BEGIN RECORDS PROVIDED

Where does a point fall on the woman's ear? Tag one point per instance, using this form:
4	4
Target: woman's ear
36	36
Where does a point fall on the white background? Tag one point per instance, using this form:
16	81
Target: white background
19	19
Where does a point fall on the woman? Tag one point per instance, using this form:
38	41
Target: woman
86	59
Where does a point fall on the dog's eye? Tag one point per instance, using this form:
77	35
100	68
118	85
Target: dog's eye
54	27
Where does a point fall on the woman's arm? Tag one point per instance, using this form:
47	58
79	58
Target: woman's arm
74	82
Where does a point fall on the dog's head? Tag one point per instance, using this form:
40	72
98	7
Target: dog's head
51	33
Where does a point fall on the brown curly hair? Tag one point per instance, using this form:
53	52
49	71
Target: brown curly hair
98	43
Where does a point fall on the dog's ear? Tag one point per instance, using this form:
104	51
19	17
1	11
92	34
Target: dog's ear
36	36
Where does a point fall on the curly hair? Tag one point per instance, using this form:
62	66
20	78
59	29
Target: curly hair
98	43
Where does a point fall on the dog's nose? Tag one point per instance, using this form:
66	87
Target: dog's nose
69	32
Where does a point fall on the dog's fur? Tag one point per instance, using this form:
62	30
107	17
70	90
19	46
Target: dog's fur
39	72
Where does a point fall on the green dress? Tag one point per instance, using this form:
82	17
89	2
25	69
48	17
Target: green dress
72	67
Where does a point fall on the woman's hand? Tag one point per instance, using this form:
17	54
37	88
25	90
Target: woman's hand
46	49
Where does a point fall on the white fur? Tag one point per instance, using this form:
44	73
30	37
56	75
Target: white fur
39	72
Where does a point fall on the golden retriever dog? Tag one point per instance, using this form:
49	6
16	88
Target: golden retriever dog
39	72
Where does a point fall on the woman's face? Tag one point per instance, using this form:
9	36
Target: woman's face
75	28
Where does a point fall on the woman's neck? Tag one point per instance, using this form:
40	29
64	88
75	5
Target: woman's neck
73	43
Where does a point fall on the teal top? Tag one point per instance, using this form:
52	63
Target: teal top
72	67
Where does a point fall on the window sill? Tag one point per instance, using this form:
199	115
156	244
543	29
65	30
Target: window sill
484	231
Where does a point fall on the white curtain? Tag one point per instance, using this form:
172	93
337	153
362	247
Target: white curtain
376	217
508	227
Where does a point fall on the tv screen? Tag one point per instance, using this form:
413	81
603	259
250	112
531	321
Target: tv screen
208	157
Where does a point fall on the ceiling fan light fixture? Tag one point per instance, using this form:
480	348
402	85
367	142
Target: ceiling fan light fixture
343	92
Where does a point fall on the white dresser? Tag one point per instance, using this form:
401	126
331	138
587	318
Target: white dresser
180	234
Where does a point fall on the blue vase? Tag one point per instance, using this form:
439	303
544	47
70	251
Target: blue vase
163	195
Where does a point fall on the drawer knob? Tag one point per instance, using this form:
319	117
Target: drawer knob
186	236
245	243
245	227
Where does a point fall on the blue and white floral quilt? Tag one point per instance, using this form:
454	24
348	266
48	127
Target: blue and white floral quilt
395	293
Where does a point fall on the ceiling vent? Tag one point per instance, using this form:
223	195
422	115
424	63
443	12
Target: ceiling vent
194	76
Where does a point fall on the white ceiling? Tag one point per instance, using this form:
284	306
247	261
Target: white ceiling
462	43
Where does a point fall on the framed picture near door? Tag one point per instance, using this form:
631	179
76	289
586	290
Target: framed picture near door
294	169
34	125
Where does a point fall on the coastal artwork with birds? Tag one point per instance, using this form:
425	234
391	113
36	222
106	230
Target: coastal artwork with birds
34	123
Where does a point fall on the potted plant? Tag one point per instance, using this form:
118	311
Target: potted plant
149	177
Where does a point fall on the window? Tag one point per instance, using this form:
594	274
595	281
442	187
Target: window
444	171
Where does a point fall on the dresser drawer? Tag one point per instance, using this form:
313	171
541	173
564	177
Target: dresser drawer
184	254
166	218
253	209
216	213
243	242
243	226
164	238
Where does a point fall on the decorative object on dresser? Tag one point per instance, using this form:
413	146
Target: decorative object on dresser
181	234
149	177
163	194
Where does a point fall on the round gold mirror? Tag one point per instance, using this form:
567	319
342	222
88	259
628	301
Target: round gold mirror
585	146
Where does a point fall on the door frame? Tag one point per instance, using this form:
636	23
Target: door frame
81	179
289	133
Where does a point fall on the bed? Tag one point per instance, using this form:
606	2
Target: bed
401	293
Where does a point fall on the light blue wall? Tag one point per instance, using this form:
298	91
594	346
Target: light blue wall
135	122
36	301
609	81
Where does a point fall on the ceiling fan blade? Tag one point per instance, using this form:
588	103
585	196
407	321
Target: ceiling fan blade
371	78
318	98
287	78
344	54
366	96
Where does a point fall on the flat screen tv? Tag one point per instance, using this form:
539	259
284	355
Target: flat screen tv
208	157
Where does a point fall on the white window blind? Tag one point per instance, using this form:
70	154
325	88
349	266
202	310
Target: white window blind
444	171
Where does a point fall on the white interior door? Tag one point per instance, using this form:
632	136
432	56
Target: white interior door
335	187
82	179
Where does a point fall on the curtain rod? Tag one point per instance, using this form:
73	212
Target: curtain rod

END RECORDS PROVIDED

◆ EXERCISE PROMPT ◆
Copy out each record from above, exactly.

◆ THE ANSWER ◆
Where does a point fall on the woman's ear? Tag one point per instance, using this form:
4	4
Target: woman's ear
36	36
Where does a point fall on the white background? Tag one point per instance, using this form:
16	81
Target: white background
19	19
Where does a point fall on the woman? Tag one point per instance, using this form:
38	41
Target: woman
86	59
Where does a point fall on the dog's eye? Tag one point per instance, using this form:
77	35
100	68
118	85
Target: dog's eye
54	27
Where does a point fall on the woman's arm? Tag one point per instance, using this form:
47	58
79	58
Target: woman's arm
74	82
Where does a point fall on the dog's head? Tag one point per instance, using this form:
40	72
98	7
Target: dog's head
51	33
Where does a point fall on the brown curly hair? Tag one point per instance, using this form:
53	52
49	71
Target: brown curly hair
98	43
Where does a point fall on the dog's ear? Tag one point per instance, using this form:
104	51
19	17
1	11
92	34
Target: dog's ear
36	36
Where does a point fall on the curly hair? Tag one point per instance, using this form:
62	66
20	78
59	29
Target: curly hair
98	43
Where does a point fall on the dog's nose? Tag one point per instance, using this form:
66	87
Target: dog's nose
69	32
Where does a point fall on the dog's fur? Tag one point per instance, using this form:
62	30
107	17
70	90
19	46
Target: dog's fur
39	72
Where does a point fall on the green dress? Tag one point per instance, using this form:
82	17
89	2
25	69
48	17
Target: green dress
72	67
Where does a point fall on the woman's hand? Tag one point per instance, using this form:
17	54
37	88
25	90
Target: woman's hand
46	49
Where does a point fall on the white fur? Tag one point per instance, using this form:
44	73
30	37
56	75
Target: white fur
39	72
Where does a point fall on the golden retriever dog? Tag one point per instance, using this form:
49	6
16	88
Target: golden retriever dog
39	72
Where does a point fall on the woman's face? Tag one point per instance, using this form:
9	36
Target: woman's face
75	28
Where does a point fall on the woman's neck? Tag one point per instance, using this form:
40	29
64	88
75	5
Target: woman's neck
73	43
Where does a point fall on the teal top? Tag one point per instance, using this form:
52	63
Target: teal top
72	67
Where does a point fall on the window sill? Tag one point per instance, using this form:
199	115
156	244
543	29
65	30
Target: window sill
484	231
Where does a point fall on the white curtain? Tag one point per instance, using this form:
172	93
337	153
362	247
Target: white curtain
376	217
508	227
Where does a point fall on the tv screen? Tag one point per instance, using this form:
413	81
603	259
250	112
531	321
Target: tv screen
208	157
Where does a point fall on the ceiling fan light fixture? Tag one point per instance, using this form:
480	348
402	85
367	142
Target: ceiling fan light fixture
343	92
Where does a point fall on the white dresser? Tag one point per instance, using this form:
401	126
331	138
587	318
Target: white dresser
180	234
Where does a point fall on the blue vase? Tag one point per instance, using this form:
439	303
544	47
70	251
Target: blue vase
163	195
Where does a point fall on the drawer knob? Tag one point per instance, using this form:
319	117
Target: drawer knob
186	236
245	243
245	227
Where does a point fall on the blue and white floral quilt? Tag one point per instance, using this form:
454	24
348	266
48	127
Target: blue and white floral quilt
395	293
Where does a point fall on the ceiling vent? Tag one point per instance, using this form:
223	195
422	115
424	63
443	12
Target: ceiling vent
194	76
Where does a point fall on the white ceiling? Tag one point per instance, using this form:
284	306
247	261
Target: white ceiling
462	43
Where does a point fall on the framed picture near door? Tag one point per instance, using this form:
631	179
76	289
586	290
Target: framed picture near door
294	169
34	125
Where does a point fall on the coastal artwork with birds? Tag one point per instance, using this form:
425	234
391	113
36	222
106	230
Target: coastal artwork with birds
34	123
Where does a point fall on the potted plant? Tag one point per instance, using this form:
118	311
Target: potted plant
149	177
Where does a point fall on the window? Tag one point per instance, using this form:
594	274
595	281
442	187
Target: window
444	171
Where does a point fall on the dresser drawer? Tag one point per instance, using this form:
313	171
541	173
564	177
Target: dresser drawer
184	254
166	218
253	209
216	213
243	242
243	226
164	238
Where does a point fall on the decorative object on dresser? Tag one point per instance, using this form:
413	146
Target: decorative object on dresser
181	234
149	177
163	194
Where does a point fall on the round gold mirror? Tag one point per instance, using this form:
567	319
342	222
88	259
628	301
Target: round gold mirror
585	146
Where does a point fall on the door frame? Tag one point per instance, using this form:
636	23
Target: door frame
81	179
289	133
Where does a point fall on the bed? Tag one point per instance, using this form:
606	2
Target: bed
401	293
Where does a point fall on the light blue wall? Tag one point per instance, using this form:
298	91
594	346
Target: light blue wall
135	122
36	301
609	81
Where does a point fall on the ceiling fan blade? Tag one point per instance, using this form:
588	103
585	196
407	321
Target: ceiling fan blade
371	78
318	98
287	78
344	54
366	96
Where does a point fall on the flat screen tv? Tag one point per instance, using this form:
539	259
284	355
Target: flat screen tv
208	157
Where does a point fall on the white window blind? Tag one point per instance, using this form:
70	154
325	88
349	266
202	310
Target: white window blind
444	171
Where does a point fall on the white interior door? Tag one point per instance, using this form:
632	136
432	56
Target: white interior door
335	187
82	179
Where does a point fall on the curtain rod? Tag one point per instance, using this form:
73	212
Target: curtain rod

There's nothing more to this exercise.